◆ **WORK INSTRUCTIONS**
Pull out every line below that contains the string "Target", and copy each one in full.

** START OF SOURCE MATERIAL **

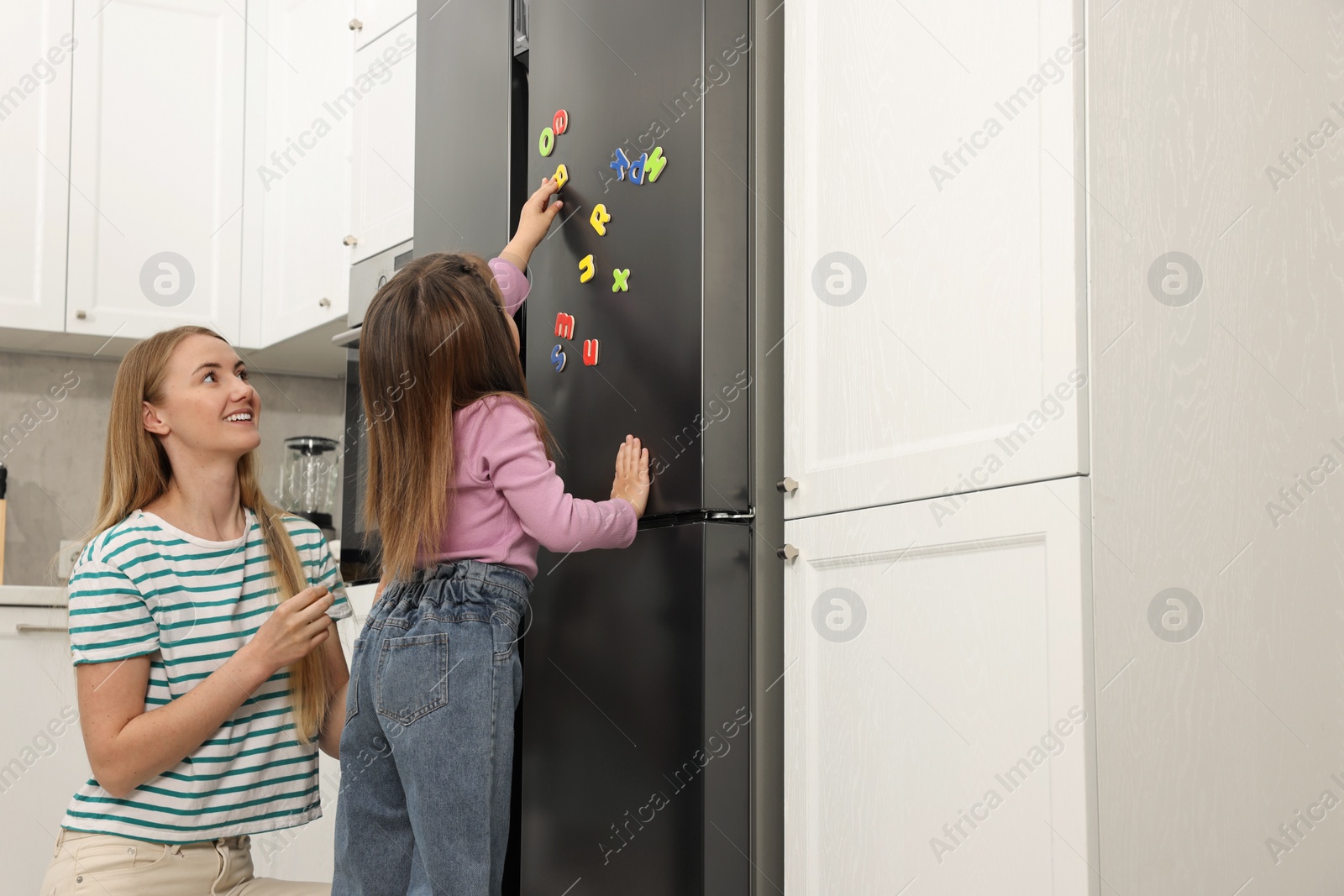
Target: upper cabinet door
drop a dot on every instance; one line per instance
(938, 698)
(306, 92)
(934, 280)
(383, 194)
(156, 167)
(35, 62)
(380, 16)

** END OF SOURCE MATERIAL **
** START OF SOURCE MATERIAL **

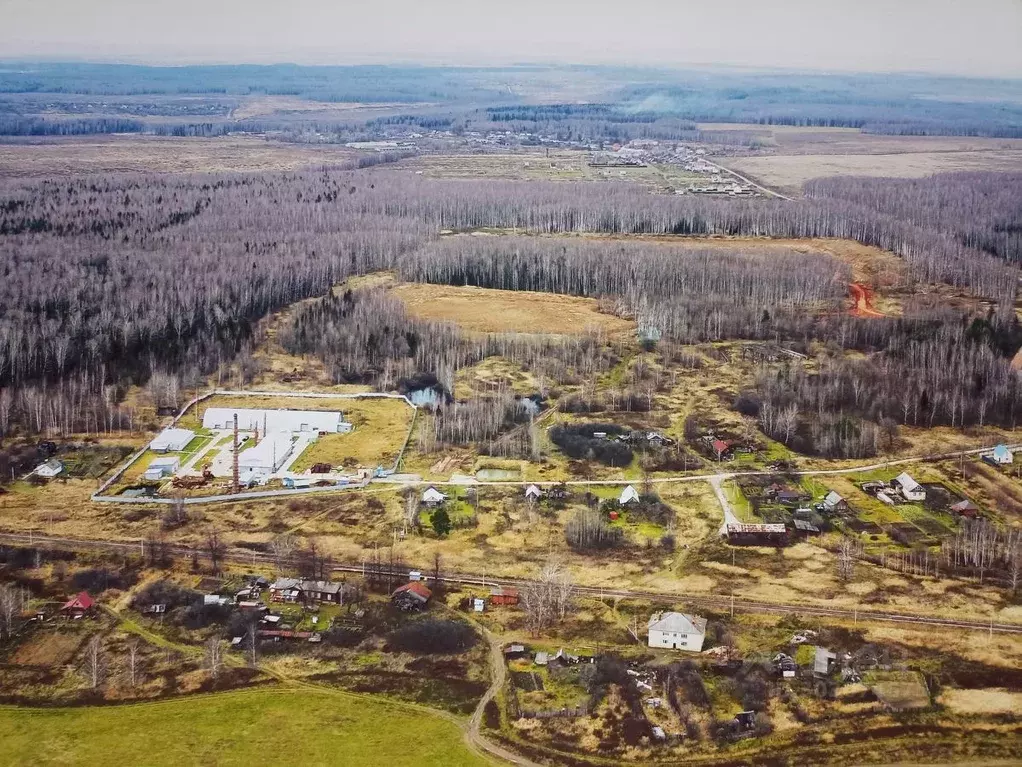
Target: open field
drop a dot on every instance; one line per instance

** END OF SOURCE MATERIAL **
** START OF SOURCE MATERIAL **

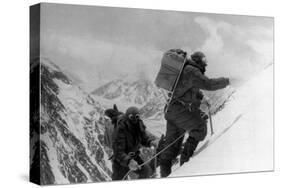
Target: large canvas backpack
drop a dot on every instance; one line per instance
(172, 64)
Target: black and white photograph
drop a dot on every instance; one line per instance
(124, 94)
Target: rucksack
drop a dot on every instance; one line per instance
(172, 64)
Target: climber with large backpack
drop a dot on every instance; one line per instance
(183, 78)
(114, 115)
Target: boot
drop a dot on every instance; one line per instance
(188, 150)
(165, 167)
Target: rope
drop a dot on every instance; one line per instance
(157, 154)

** END OF SOURCE MATERIAL **

◆ **EXERCISE OUTPUT**
Target: upper cabinet door
Target: open field
Target: large canvas backpack
Target: black and white photograph
Target: rucksack
Target: climber with large backpack
Target: boot
Target: rope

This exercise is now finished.